What the exercise asks:
Retype all of the entries word for word.

━━━ Given records

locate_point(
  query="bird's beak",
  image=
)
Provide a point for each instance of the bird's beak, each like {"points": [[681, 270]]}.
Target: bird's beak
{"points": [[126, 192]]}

━━━━━━

Answer to the exercise:
locate_point(
  query="bird's beak",
  image=
)
Provide a point for each instance of the bird's beak, each like {"points": [[681, 270]]}.
Target: bird's beak
{"points": [[126, 192]]}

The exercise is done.